GOAL OF THE EXERCISE ->
Reproduce verbatim the portion of the case summary below starting with "- Gilead sued" and going on through "have been subtracted.".

DOCUMENT TEXT ->
---

Gilead Sciences, Inc. v. Rea
976 F. Supp. 2d 833
E.D. Va.2013Background
- Gilead filed U.S. application No. 12/036,124 on Feb. 22, 2008; USPTO mailed a restriction requirement on Nov. 18, 2009; Gilead replied on Feb. 18, 2010 and then filed a supplemental IDS on Apr. 16, 2010.
- USPTO allowed the application (patent '374) and calculated Patent Term Adjustment (PTA) including 245 days A‑delay and 406 days B‑delay (651 days less 35 overlap = 616 days), then subtracted 57 days as applicant delay for the supplemental IDS, yielding 559 days PTA.
- USPTO treated the supplemental IDS filed after the reply to the restriction requirement as a failure to "engage in reasonable efforts to conclude prosecution" under 35 U.S.C. § 154(b)(2)(C), applying its regulation 37 C.F.R. § 1.704(c)(8).
- Gilead sued under the APA arguing the USPTO’s interpretation and application of § 154(b)(2)(C) was arbitrary and capricious and therefore the 57‑day applicant delay should not have been subtracted.

---

DATASET ENTRIES ->
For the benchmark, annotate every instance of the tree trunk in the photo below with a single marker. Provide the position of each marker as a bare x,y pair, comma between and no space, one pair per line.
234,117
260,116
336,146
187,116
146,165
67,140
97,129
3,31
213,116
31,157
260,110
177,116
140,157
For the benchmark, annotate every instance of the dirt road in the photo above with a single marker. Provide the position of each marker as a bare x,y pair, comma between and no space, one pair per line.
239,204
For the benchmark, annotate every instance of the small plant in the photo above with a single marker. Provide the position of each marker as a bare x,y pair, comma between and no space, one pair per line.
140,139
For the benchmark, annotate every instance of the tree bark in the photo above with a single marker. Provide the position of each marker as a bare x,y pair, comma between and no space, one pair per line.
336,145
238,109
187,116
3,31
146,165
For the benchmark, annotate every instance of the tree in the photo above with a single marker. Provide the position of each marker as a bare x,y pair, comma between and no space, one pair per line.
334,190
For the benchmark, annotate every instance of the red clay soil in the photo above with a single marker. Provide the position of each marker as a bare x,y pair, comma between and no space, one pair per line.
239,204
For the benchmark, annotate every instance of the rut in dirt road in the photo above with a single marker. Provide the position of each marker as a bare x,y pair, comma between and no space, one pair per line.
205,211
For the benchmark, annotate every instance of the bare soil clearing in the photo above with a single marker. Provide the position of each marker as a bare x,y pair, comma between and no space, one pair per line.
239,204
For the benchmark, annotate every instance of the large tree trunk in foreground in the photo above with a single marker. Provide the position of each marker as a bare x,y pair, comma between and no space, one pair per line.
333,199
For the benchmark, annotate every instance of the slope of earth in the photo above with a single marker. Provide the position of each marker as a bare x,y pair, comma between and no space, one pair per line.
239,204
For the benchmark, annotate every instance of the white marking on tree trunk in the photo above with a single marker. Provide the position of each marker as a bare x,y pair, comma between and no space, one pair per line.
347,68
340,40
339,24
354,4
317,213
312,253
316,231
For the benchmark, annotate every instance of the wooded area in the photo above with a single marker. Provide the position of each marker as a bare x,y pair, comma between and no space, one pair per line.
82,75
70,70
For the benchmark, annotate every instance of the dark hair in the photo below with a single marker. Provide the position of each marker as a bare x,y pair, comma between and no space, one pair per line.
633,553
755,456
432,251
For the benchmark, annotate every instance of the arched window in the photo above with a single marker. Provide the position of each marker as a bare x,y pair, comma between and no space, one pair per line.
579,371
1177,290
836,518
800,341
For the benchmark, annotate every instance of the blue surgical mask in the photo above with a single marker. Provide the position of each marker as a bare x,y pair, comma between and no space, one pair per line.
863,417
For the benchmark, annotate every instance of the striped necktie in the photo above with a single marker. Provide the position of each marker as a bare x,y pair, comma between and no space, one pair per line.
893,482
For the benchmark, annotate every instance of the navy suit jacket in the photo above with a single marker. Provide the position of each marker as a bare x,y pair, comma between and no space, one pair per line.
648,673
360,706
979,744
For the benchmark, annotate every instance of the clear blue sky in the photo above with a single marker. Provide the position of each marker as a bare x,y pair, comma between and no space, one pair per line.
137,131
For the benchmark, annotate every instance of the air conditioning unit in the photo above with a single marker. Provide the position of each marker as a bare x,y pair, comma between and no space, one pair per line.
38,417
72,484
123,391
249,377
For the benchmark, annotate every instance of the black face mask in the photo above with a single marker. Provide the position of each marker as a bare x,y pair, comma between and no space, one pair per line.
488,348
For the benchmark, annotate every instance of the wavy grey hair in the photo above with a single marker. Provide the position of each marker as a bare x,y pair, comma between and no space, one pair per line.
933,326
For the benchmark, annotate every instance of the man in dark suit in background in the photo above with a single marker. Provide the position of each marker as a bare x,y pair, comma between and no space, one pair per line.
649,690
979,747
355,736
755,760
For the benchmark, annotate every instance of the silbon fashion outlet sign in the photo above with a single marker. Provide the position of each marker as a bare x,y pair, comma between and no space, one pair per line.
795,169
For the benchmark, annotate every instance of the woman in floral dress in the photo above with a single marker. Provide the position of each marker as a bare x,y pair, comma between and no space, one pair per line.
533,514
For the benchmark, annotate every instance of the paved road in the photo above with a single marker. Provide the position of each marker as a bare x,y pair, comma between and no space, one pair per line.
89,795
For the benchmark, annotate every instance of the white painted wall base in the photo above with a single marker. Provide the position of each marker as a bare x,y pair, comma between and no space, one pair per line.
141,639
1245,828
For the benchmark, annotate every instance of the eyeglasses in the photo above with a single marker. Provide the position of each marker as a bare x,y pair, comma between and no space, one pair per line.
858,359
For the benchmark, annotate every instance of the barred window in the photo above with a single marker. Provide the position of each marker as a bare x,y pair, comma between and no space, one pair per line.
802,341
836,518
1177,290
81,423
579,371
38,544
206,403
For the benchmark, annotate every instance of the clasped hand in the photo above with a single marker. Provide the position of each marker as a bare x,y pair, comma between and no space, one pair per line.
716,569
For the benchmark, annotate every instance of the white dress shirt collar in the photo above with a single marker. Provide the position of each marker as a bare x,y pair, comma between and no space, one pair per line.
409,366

---

RESPONSE TO THIS EXERCISE ->
- Gilead sued under the APA arguing the USPTO’s interpretation and application of § 154(b)(2)(C) was arbitrary and capricious and therefore the 57‑day applicant delay should not have been subtracted.